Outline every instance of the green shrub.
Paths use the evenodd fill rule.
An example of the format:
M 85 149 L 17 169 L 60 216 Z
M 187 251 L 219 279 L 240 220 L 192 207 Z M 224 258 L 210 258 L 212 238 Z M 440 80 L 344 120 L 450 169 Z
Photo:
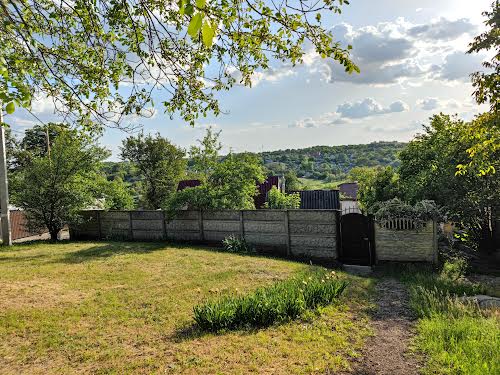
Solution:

Prompt: Retype the data above verbatim, minus images.

Expected answer:
Outline every instance of the green shrub.
Paths use the evenodd fill rule.
An example of the format:
M 85 149 L 17 169 L 60 216 Z
M 187 251 L 219 279 L 240 220 L 192 207 Z M 224 258 L 210 258 L 212 238 Z M 440 80 L 344 120 L 450 169 Z
Photo:
Solution:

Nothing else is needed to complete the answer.